(Exercise passage Opens)

Thursday, September 19, 2024

Manny Two


This is the much-graffitied wall of Abbey Road Studios, which I walked past yesterday evening on my way home from a post-work pub gathering. One of my co-workers, the other library assistant, is leaving at the beginning of next month and the school has decided not to immediately replace her. For a while, at least, I'll be doing the work of two assistants (and splitting it with the other librarians). Remember how I was talking about how to spend my free time at work? Yeah, that whole conversation is pretty much moot now. Anyway, our pub gathering was to celebrate our departing colleague. She's moving to Spain where she's going to hike and learn Spanish and not work at all. Must be nice!

I started off yesterday with a dentist's appointment -- just a checkup after my recent cleaning. There's no news to report, thank goodness. The dentist still wants to replace one of my aging fillings and, ideally, do a root canal on a slightly discolored tooth in the front, but I'm in no pain and nothing is urgent so I just keep putting it off. If it ain't broke don't fix it. (And as far as I'm concerned, it ain't broke.)

I also double-checked my US voter registration which is still valid and active, so no nefarious voter-roll purges have targeted me, fortunately.


Here's our newest patient in the plant hospital, a Monstera I found yesterday morning walking the dog. In fact, I found it on the pile of trash on the problem corner I mentioned in yesterday's post. (Of course, more trash had been deposited there!) The plant was bone-dry, so I brought it home and gave it some water, and I'm letting it recover in the dining room. I thought it would perk up significantly but it still looks pretty much like that, so recovery may be a process. It needs a clay pot, some fresh soil and some TLC.

Dave and I had a Monstera when we lived in New Jersey that we named Manny. So we're calling this one Manny Two.

(Exercise passage Closes)
(Available data Opens)

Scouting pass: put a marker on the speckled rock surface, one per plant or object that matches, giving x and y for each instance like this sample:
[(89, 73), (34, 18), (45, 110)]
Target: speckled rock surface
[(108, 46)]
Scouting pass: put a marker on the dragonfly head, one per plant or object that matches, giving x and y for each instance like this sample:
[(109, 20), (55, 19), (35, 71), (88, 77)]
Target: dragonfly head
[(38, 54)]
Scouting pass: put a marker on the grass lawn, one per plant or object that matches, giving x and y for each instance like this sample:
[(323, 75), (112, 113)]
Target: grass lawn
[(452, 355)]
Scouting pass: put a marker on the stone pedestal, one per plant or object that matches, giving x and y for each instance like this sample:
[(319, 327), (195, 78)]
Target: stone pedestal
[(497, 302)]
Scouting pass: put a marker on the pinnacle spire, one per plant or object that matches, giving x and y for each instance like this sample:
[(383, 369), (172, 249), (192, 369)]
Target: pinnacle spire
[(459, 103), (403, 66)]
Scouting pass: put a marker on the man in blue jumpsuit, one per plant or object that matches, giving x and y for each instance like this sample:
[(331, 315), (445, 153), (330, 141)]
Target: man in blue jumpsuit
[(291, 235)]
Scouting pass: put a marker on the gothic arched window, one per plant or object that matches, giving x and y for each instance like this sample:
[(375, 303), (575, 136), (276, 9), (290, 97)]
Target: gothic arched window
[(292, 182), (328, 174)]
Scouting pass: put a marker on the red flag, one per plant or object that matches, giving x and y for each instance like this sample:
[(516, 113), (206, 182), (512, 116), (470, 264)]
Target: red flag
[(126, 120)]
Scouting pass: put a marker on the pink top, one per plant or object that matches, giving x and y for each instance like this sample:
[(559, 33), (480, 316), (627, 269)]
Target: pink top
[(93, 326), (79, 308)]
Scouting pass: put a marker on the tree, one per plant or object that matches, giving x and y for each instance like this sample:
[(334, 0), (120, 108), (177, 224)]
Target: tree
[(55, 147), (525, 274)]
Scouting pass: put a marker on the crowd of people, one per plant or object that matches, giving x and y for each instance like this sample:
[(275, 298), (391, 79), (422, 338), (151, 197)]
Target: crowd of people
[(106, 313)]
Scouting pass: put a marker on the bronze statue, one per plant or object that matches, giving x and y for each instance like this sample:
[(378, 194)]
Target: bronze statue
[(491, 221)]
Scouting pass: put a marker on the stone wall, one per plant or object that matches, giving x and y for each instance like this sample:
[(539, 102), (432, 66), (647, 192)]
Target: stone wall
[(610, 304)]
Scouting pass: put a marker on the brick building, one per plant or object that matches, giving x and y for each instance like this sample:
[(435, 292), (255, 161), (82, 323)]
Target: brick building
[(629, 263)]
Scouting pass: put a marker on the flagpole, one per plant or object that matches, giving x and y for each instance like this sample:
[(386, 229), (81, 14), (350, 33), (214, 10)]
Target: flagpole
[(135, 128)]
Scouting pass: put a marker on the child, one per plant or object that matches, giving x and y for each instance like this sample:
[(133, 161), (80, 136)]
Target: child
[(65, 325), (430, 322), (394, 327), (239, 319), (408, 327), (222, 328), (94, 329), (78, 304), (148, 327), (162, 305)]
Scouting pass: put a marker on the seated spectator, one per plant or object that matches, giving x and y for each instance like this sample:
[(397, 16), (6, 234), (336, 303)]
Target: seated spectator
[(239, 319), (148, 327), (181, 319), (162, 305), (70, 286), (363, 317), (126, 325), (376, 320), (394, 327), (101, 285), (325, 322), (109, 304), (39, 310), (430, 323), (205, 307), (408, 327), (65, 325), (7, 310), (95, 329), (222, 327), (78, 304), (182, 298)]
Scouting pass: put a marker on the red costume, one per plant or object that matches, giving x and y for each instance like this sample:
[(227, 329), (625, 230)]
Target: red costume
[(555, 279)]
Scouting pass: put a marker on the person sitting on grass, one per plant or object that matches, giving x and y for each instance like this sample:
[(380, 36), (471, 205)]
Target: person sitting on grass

(Available data Closes)

## Requirement 1
According to the Manny Two post, what does the rescued Monstera need? List every item.
## Requirement 2
In the Manny Two post, where were Dave and the writer living when they had the first Monstera, named Manny?
## Requirement 3
Do these statements agree with the Manny Two post? Answer yes or no for each, and quote the deciding words.
(a) The writer found the Monstera while walking the dog.
(b) The school plans to replace the departing library assistant right away.
(c) The writer is in pain from the tooth the dentist wants to treat.

## Answer 1
A clay pot, some fresh soil, and some TLC.

## Answer 2
New Jersey.

## Answer 3
(a) Yes: "a Monstera I found yesterday morning walking the dog"
(b) No: "the school has decided not to immediately replace her"
(c) No: "I'm in no pain and nothing is urgent"